━━━━━ Excerpted data ━━━━━
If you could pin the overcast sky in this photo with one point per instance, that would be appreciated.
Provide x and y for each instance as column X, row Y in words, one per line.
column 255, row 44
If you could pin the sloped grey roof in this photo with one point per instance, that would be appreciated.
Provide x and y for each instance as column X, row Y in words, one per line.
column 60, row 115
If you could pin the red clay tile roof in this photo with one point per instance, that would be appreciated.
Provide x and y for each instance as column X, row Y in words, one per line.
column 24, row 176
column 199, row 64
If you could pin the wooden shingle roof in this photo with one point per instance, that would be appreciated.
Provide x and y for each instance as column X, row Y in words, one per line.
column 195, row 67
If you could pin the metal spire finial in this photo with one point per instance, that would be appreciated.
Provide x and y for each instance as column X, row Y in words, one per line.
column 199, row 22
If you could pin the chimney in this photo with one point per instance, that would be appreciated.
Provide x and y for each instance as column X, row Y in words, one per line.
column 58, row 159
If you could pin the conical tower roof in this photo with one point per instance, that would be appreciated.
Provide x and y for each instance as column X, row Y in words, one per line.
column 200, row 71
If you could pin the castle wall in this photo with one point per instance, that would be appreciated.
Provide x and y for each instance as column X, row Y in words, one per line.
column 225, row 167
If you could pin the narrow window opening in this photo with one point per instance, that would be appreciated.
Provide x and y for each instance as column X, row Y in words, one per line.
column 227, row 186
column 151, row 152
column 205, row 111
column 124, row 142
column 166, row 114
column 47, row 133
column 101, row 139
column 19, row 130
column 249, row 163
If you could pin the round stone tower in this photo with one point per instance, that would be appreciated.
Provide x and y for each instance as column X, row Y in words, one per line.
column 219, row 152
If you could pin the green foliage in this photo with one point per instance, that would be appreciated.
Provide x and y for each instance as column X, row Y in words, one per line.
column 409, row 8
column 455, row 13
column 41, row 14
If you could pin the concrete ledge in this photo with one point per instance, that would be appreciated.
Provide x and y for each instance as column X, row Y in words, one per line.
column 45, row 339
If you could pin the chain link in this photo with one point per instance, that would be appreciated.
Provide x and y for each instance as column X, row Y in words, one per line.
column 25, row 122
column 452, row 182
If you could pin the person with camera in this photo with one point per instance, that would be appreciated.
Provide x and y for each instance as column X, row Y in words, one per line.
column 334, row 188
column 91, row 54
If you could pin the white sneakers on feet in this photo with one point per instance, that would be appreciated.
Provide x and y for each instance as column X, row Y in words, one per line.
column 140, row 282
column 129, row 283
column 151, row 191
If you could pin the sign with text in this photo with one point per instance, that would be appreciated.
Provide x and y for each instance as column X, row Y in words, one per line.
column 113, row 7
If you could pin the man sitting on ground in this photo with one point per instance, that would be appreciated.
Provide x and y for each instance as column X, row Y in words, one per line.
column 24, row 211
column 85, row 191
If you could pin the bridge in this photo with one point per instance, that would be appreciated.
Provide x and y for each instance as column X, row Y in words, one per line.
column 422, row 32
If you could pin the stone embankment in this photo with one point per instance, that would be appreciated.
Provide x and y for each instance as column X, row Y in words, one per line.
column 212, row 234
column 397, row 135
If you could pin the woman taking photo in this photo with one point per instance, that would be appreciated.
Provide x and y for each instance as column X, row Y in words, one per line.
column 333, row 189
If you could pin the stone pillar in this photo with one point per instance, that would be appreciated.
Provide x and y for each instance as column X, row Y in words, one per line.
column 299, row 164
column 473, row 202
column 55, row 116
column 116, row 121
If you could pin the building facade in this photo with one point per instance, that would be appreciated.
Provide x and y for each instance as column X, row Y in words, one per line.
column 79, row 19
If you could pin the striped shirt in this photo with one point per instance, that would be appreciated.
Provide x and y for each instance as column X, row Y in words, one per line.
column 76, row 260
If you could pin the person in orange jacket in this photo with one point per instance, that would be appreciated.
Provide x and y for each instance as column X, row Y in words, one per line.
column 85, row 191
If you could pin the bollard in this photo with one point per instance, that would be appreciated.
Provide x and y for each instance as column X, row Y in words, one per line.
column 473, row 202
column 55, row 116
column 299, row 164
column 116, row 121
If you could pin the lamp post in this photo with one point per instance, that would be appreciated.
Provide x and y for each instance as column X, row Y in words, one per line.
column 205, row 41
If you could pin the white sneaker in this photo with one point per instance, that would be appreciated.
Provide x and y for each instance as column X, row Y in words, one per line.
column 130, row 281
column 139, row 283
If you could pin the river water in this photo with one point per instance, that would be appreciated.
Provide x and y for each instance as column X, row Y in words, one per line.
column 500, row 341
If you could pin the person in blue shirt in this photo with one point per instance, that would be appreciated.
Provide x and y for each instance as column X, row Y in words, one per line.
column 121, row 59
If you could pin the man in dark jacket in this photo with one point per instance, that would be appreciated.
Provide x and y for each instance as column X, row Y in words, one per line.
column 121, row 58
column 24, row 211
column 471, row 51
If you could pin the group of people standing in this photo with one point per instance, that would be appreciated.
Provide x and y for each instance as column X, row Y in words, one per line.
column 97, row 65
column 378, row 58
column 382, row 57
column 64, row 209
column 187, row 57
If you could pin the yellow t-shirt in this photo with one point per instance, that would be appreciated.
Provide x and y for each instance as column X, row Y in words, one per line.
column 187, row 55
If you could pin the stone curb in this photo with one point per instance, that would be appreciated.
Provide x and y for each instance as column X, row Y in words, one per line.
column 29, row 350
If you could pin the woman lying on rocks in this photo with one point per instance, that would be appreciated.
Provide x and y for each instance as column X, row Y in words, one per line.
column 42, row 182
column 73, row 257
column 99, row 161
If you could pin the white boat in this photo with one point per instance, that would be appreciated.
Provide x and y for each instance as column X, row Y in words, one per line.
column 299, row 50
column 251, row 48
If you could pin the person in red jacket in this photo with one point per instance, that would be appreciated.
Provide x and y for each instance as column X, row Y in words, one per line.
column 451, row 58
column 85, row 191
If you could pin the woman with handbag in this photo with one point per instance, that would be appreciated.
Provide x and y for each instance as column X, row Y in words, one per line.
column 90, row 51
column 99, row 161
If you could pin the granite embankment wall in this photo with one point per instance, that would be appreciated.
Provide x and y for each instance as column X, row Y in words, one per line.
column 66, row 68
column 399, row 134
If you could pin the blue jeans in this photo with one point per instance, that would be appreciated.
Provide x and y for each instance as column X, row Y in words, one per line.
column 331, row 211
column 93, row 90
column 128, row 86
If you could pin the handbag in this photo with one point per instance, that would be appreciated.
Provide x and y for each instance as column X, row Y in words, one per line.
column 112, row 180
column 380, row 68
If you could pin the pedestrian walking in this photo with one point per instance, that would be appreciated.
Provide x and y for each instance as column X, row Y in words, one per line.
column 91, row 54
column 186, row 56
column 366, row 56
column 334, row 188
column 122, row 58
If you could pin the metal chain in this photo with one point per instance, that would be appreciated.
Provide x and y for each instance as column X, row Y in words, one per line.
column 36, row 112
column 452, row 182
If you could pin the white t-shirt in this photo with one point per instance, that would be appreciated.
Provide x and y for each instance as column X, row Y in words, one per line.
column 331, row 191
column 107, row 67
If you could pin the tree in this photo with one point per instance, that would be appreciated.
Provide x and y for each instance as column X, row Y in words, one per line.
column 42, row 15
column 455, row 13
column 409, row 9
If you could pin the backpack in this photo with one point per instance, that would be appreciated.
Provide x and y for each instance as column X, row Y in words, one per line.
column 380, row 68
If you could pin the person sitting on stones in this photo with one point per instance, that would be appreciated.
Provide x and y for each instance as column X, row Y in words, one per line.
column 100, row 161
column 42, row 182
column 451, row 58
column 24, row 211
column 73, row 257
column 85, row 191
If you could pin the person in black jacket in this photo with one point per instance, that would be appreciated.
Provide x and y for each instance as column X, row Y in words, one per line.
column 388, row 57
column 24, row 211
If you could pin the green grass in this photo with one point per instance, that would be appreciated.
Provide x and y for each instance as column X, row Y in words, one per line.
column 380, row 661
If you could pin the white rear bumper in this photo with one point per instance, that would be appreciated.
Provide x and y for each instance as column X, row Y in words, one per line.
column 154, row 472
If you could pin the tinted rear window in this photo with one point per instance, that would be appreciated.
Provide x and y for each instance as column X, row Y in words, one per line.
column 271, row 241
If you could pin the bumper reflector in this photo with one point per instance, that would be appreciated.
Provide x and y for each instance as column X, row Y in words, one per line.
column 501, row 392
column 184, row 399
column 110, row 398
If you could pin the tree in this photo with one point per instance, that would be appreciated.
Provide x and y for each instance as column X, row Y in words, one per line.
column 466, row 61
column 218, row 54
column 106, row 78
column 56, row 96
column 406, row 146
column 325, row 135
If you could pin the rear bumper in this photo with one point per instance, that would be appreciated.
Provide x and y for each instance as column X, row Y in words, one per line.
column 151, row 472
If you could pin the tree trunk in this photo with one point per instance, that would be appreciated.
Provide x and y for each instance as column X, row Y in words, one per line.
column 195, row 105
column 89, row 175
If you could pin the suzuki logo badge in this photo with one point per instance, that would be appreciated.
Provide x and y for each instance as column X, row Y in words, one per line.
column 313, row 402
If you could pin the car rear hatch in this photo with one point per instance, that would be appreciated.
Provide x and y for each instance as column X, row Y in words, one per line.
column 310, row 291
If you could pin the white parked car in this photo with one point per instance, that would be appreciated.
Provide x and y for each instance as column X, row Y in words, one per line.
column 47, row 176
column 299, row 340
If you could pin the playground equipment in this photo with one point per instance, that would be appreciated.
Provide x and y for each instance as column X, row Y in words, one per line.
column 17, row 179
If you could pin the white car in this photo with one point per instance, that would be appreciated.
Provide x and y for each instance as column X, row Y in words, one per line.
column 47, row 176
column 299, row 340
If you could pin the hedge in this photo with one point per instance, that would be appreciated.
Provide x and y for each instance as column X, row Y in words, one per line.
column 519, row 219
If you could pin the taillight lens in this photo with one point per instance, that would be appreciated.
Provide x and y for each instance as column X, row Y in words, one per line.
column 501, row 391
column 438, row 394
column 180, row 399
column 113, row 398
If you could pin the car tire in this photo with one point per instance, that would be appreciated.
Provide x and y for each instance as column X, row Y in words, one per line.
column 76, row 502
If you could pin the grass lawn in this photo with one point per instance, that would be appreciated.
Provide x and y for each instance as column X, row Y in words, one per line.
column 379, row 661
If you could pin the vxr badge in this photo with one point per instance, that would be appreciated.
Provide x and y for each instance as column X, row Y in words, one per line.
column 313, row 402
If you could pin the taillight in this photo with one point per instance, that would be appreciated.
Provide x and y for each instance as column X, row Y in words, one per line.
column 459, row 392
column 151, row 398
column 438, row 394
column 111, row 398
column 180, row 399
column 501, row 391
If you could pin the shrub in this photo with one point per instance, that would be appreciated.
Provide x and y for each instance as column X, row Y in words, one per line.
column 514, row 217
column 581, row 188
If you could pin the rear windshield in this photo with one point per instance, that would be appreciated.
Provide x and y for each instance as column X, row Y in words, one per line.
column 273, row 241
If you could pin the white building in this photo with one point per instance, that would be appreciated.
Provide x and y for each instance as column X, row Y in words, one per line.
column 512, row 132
━━━━━
**Problem details:**
In the listing above, please copy exactly the lines from the first through the one that contains "If you could pin the red", and no others.

**Response below:**
If you could pin the overcast sky in this photo with one point per instance, that would be appreciated.
Provide x and y for each instance as column X, row Y in words, one per line.
column 255, row 44
If you could pin the sloped grey roof in this photo with one point per instance, that would be appreciated.
Provide x and y for each instance as column X, row Y in words, one per line.
column 60, row 115
If you could pin the red clay tile roof in this photo with one point per instance, that would be appreciated.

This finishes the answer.